■ **Task goal**
Rewrite the data below as a two-column CSV with the header row text,answer, putting each text and its answer together on one row. Quote every field, replace line breaks inside fields with spaces, and leave out the pictures.

■ **Given entries**
►

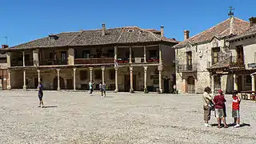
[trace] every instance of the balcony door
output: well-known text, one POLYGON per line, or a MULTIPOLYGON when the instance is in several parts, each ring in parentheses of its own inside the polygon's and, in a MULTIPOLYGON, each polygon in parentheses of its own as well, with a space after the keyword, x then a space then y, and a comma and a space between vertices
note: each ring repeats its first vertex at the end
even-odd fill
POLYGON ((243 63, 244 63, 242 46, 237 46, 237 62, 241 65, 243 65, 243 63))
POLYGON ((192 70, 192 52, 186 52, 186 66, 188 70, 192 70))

◄

■ **Reply to the task**
text,answer
"[trace] every instance of the balcony door output: well-known text, one POLYGON per line, or a MULTIPOLYGON when the instance is in several parts, each ring in parentheses of its own inside the polygon's and, in a MULTIPOLYGON, each polygon in parentheses of its own as well, with a space after the keyword, x then a space then y, and a comma and a space between vertices note: each ring repeats its first vertex at the end even-odd fill","POLYGON ((243 63, 244 63, 242 46, 237 46, 237 62, 241 65, 243 65, 243 63)) POLYGON ((192 70, 192 52, 186 52, 186 66, 188 70, 192 70))"